+++ TEXTO FUENTE

El sexto sentido (M. Night Shyamalan, 1999)


Ahora que Shyamalan pasa por los momentos más bajos de su vida a nivel creativo, y que arrastra su carrera por el barro más hediondo con películas previsibles y pretenciosas, conviene recordar que este tipo, hace no mucho, encadenó un grupo de películas memorables y en concreto esta, que se convirtió en un auténtico fenómeno social. Y lo hizo desde Hollywood, con una propuesta narrativa y estética que era definitivamente rompedora y radical en el contexto del cine comercial actual. Sin apenas acción, con planificaciones muy simples; con un estilo austero y huyendo de trucos fáciles de cámara y montaje.
Shyamalan consiguió hacer una de esas películas que conectan de forma radical con el público, que consiguen golpear su cabeza y atravesar su espina dorsal con un calambrazo. Me resulta muy conmovedor el hecho en si de que una película emocione hasta el punto de golpear implacablemente una sala entera. El sexto sentido es de esas películas que, en su día, vi varias veces en el cine y siempre fue una experiencia colectiva genial. En alguna de ellas disfruté tanto de la película como de lo que generaba en el público.

++++++
+++ MATERIAL EXTRAÍDO

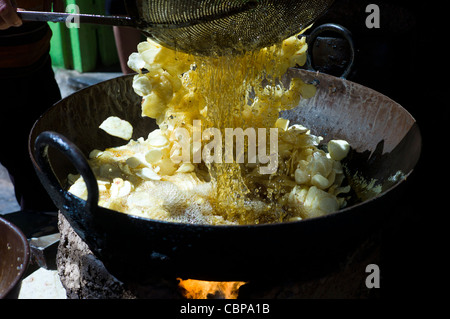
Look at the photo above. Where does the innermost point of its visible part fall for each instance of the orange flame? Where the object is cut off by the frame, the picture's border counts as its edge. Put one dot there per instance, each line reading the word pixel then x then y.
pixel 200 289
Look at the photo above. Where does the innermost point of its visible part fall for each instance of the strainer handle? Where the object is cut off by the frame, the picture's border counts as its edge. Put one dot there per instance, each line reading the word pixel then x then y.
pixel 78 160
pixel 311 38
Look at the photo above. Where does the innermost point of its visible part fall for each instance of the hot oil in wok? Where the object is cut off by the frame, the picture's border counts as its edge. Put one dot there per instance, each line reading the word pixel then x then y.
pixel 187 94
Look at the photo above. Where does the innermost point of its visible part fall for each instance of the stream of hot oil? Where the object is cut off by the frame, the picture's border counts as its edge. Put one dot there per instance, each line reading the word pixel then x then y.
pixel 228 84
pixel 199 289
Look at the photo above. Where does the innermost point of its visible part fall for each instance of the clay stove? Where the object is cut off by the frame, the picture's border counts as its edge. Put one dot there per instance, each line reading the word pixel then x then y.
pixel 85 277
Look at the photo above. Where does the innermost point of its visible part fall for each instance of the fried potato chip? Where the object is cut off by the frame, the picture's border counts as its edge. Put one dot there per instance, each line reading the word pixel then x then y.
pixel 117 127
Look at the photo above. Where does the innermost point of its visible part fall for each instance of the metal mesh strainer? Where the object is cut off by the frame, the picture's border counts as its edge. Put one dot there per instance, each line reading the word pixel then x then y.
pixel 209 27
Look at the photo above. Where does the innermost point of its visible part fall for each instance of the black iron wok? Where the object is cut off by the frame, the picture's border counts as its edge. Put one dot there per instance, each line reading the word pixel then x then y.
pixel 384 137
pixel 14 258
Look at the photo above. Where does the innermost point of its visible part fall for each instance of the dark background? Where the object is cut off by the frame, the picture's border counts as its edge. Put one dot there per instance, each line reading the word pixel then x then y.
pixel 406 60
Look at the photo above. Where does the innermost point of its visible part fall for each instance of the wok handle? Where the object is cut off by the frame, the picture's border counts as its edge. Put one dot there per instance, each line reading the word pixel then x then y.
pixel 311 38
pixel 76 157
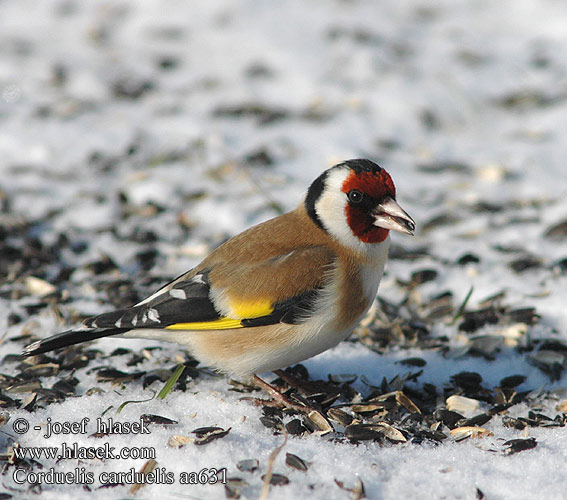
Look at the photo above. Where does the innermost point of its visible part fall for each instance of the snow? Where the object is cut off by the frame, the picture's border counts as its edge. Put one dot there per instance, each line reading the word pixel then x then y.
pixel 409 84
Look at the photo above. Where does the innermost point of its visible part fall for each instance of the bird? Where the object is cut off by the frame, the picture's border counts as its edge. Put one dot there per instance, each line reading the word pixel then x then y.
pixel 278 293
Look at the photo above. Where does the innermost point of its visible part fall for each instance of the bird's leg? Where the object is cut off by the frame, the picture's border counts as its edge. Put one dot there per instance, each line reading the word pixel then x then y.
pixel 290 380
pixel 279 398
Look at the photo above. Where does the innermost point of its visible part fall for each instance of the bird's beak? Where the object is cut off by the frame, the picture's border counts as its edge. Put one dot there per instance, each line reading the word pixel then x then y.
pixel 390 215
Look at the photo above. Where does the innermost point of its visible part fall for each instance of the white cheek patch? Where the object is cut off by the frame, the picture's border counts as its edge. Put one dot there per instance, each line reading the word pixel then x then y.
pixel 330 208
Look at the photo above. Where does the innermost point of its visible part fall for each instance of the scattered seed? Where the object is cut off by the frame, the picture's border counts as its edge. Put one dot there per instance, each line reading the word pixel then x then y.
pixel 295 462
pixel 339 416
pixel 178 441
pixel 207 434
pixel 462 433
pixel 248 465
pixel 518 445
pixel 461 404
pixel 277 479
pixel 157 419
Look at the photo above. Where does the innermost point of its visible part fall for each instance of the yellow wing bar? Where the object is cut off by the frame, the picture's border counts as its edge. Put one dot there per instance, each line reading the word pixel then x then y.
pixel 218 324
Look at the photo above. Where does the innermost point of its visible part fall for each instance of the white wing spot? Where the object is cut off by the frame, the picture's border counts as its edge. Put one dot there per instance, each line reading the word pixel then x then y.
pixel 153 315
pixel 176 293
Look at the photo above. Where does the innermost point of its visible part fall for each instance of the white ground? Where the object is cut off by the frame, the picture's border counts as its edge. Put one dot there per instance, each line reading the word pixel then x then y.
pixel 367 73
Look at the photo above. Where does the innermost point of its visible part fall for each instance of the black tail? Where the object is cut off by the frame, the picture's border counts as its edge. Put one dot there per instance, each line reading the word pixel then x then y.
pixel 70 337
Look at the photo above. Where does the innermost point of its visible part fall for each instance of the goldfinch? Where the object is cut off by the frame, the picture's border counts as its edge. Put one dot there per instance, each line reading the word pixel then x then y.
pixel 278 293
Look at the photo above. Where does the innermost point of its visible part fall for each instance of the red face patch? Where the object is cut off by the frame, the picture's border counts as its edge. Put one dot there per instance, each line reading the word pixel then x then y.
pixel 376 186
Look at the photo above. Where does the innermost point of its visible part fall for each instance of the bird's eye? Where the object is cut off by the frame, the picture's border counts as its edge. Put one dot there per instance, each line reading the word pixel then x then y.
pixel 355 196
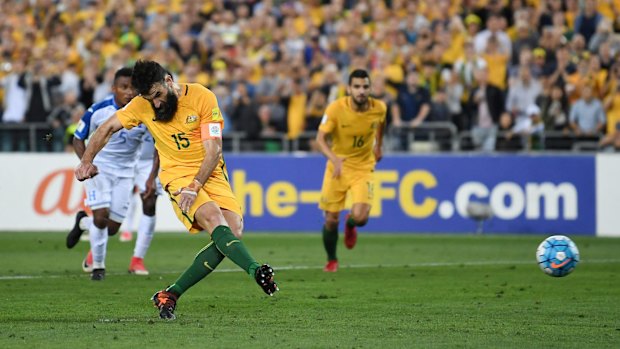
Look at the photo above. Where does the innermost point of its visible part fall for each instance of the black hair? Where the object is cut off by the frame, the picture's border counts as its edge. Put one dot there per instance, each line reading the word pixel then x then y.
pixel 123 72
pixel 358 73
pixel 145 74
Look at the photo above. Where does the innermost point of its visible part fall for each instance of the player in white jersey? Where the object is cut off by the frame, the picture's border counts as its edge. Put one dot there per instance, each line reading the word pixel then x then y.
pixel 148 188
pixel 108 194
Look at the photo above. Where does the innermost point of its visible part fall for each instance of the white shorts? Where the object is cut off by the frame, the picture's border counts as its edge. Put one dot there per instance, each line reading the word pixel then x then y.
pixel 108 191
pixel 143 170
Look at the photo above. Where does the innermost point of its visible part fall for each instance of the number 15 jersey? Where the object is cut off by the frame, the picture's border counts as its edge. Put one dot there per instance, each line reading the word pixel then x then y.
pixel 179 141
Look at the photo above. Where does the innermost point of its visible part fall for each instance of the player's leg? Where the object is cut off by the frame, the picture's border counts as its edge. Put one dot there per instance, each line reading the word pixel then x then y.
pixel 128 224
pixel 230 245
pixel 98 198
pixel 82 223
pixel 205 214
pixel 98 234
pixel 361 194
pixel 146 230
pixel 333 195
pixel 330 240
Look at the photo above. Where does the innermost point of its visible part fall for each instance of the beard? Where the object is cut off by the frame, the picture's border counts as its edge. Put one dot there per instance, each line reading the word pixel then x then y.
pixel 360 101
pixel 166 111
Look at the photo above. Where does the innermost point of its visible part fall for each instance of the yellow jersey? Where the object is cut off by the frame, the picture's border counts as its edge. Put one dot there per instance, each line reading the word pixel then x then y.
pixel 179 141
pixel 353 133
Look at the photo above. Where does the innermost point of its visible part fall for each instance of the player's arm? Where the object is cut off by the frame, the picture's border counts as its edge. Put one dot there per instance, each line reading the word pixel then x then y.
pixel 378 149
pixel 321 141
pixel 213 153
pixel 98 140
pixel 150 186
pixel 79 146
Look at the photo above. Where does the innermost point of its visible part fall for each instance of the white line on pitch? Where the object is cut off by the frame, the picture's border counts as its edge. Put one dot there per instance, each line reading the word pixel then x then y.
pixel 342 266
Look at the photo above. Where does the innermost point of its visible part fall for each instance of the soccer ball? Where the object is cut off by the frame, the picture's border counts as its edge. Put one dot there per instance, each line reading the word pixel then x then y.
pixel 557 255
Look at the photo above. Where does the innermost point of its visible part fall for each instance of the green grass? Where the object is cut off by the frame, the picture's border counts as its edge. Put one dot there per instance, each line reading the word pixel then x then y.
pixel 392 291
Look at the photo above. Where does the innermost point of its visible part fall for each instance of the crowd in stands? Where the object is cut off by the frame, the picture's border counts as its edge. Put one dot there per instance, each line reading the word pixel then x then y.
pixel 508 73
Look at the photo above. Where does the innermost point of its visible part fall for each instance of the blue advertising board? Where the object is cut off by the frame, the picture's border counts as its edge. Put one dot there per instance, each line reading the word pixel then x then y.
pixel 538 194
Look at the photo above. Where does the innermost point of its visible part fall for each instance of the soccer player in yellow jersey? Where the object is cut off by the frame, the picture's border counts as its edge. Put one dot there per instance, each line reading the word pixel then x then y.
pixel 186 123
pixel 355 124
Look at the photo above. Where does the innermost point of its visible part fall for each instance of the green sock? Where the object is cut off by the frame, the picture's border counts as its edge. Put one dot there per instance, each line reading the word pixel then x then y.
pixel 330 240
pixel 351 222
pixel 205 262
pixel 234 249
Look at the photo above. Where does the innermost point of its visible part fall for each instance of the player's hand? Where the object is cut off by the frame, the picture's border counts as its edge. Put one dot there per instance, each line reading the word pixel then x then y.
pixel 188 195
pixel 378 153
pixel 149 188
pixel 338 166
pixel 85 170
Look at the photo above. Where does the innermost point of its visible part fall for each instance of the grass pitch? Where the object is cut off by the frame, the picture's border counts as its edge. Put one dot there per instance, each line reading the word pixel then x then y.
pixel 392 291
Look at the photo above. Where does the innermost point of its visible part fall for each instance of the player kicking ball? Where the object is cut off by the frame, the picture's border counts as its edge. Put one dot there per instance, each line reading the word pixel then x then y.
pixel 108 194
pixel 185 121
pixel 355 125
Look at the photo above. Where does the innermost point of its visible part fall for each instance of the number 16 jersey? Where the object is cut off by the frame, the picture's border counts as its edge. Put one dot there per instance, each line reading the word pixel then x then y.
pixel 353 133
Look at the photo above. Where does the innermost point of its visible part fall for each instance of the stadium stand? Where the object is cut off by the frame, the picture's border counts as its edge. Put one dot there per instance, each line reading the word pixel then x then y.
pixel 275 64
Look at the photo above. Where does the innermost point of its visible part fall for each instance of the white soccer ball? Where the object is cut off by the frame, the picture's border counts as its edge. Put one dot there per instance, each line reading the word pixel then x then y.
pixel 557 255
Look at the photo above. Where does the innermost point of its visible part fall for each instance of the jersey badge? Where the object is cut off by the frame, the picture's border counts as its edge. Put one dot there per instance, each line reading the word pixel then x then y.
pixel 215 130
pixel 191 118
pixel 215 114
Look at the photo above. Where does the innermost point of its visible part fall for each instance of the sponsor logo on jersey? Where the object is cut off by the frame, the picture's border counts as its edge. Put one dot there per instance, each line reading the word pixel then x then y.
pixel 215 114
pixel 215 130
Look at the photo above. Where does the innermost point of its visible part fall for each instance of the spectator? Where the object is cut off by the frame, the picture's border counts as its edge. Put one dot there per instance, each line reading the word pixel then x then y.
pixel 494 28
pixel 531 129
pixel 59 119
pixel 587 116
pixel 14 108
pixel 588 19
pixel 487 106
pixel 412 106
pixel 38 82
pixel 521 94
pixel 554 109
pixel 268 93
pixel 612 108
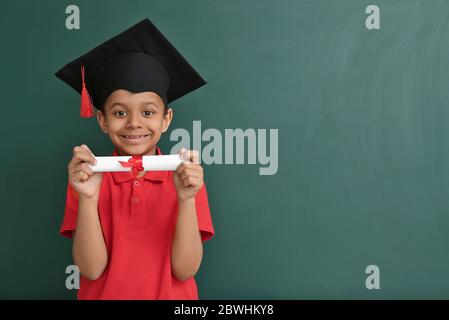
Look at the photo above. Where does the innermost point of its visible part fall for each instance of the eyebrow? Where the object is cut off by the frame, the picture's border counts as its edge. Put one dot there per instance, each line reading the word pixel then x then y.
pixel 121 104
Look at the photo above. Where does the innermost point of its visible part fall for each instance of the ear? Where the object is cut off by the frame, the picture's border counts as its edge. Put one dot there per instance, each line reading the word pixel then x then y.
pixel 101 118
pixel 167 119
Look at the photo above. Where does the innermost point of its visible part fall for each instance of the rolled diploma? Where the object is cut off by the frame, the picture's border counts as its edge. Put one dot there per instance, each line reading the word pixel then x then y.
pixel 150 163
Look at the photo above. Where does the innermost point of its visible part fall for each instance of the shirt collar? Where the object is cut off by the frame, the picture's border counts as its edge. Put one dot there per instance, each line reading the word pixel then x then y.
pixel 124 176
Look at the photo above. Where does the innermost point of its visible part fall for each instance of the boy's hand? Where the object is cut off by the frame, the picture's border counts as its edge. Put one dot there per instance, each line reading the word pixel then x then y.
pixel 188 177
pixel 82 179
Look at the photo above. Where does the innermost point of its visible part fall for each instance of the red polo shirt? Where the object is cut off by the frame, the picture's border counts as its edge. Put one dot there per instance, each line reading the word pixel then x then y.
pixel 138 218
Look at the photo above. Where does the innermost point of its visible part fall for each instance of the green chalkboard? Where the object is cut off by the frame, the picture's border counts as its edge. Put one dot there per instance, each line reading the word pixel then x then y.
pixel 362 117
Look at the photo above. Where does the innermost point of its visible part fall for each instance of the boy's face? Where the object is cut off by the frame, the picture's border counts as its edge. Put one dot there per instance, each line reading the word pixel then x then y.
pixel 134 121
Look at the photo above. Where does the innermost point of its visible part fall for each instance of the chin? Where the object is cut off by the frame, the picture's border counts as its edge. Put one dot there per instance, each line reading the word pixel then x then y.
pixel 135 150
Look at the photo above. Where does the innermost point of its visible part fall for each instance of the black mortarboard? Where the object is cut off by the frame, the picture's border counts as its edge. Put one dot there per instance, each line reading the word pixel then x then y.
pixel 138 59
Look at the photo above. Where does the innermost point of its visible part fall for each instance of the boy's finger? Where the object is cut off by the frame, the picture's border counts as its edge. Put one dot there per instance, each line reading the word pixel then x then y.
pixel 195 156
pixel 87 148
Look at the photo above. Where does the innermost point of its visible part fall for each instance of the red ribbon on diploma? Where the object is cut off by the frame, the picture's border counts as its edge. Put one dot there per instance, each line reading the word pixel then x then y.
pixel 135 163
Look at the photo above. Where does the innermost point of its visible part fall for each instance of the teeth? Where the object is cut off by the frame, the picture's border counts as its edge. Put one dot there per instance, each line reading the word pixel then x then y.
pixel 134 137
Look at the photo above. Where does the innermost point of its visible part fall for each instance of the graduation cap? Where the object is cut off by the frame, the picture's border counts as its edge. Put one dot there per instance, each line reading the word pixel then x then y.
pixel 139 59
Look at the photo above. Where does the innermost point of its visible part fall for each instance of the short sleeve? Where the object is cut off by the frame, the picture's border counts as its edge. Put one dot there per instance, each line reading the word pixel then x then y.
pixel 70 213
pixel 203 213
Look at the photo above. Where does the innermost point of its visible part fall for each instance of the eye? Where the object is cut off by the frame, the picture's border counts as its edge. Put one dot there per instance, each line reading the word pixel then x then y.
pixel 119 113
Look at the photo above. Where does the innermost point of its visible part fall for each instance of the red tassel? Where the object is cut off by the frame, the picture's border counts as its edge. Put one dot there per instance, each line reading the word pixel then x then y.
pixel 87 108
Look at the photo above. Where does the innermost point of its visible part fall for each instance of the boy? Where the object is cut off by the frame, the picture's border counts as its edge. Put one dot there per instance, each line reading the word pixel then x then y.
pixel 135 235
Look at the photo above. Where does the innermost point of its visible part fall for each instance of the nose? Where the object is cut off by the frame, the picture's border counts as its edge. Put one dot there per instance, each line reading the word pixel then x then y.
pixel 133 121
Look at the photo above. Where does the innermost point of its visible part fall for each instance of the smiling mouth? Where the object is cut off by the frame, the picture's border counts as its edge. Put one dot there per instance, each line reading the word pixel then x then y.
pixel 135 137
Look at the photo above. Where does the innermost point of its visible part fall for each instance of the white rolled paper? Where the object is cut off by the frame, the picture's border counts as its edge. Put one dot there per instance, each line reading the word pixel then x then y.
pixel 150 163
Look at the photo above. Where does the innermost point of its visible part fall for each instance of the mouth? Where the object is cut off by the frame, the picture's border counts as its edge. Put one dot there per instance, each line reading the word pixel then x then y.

++++++

[CONSIGNA] Escribe la continuación de la reseña sobre El sexto sentido a partir de su última oración. Los registros no intervienen en esta tarea.

[RESULTADO]
Si Spielberg y Lucas convirtieron ciertos argumentos de serie B en cine de serie A, Shyamalan da otra vuelta de tuerca y convierte un argumento de película de consumo masivo en cine de autor. Los espíritus como metáfora perfecta de la soledad y de la tristeza de unos personajes cuyas vidas están destrozadas, pero que han decidido luchar por mantener la dignidad y recuperar la fe en la vida. A pesar de sus sustos y sus momentos de suspense y de horror, la palabra que me viene a la cabeza al pensar en El sexto sentido es “belleza” porque, a pesar de que hay muertos y sangre, Shyamalan prefiere girar su cámara hacia Cole (interpretación mítica, sí, mítica de Haley Joel Osment, que tiene mucho que ver en que esta película sea tan emocionante), ese niño con un poder que al contrario de lo que imaginaríamos le causa tristeza, miedo y le hace ser un niño raro, incomprendido y solitario. Y hacia el doctor Malcolm (Bruce Willis recordando que, además de una superestrella, cuando quiere puede ser también un gran actor), ese médico triunfador en su comunidad, pero fracasado en su interior, que arrastra también una dolorosa tristeza.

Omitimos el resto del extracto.